■ What you are asked to do ■
Restate each entry word for word, leaving nothing out.
#### Material ####
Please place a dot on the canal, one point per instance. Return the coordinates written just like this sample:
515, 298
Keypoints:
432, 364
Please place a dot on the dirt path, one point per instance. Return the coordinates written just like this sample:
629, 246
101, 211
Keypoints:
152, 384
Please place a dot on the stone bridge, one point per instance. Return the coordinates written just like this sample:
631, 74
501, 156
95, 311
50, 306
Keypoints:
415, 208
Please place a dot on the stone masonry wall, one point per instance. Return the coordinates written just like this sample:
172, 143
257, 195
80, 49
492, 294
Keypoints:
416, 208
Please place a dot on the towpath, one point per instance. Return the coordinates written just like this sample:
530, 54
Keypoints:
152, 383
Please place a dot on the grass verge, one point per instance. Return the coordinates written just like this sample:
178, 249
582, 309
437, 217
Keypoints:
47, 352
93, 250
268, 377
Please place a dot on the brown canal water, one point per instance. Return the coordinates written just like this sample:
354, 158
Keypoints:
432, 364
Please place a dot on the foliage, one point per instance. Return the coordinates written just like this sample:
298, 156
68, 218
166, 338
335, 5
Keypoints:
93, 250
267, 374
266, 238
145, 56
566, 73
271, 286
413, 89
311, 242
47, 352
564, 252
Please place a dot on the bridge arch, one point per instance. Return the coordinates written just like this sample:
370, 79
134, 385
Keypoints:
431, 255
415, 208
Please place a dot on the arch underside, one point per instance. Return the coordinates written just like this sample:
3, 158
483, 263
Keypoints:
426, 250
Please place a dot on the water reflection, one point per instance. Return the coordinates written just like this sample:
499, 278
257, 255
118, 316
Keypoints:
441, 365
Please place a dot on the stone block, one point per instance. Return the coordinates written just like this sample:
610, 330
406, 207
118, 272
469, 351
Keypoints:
####
■ Solution to the problem ■
Please place a dot on the canal, one point per instance. Return the coordinates written just like this sample:
515, 298
Keypoints:
432, 364
Please place a dot on the dirt path, one point per instance. Return the coordinates written just like this sample:
629, 246
101, 211
Keypoints:
152, 384
Please place a dot on the stone bridge, one point per instance. Return the coordinates written just like this sample:
631, 74
501, 156
95, 311
50, 306
Keypoints:
415, 208
Please place a dot on the stone masonry wall, one point per instance. Return the coordinates written just like this sample:
172, 143
257, 195
80, 49
492, 294
Keypoints:
416, 208
Please place a dot on the towpath, one point per instance. Return the coordinates written just like this sample:
530, 54
Keypoints:
152, 383
Please place a dot on the grass verge, one point per instance. Return the coordinates written just like this sample:
178, 249
582, 309
437, 217
Keypoints:
47, 352
93, 250
268, 377
Please place a dot on the brown canal water, one point per instance. Return the coordinates written just like this sample:
354, 158
Keypoints:
432, 364
Please place a dot on the foliage, one point per instance. Return the coordinates written just like this sample:
298, 156
68, 218
166, 338
335, 5
Keypoints:
93, 250
267, 374
266, 238
145, 56
566, 73
271, 286
413, 89
311, 242
47, 352
564, 252
Please place a dot on the bridge arch, one point per instance. Return the coordinates written just like this sample:
370, 79
134, 385
Keypoints:
431, 255
415, 208
Please place a dot on the arch underside, one point per instance. Return the coordinates written just like this sample:
3, 158
483, 263
Keypoints:
426, 250
Please place a dot on the water reflection, one point per instance. Return the coordinates written just like this sample:
499, 278
257, 255
118, 316
Keypoints:
441, 365
Please place a dot on the stone block, one point per instance. Return the coordinates written just like this sample:
610, 330
406, 207
118, 272
469, 351
Keypoints:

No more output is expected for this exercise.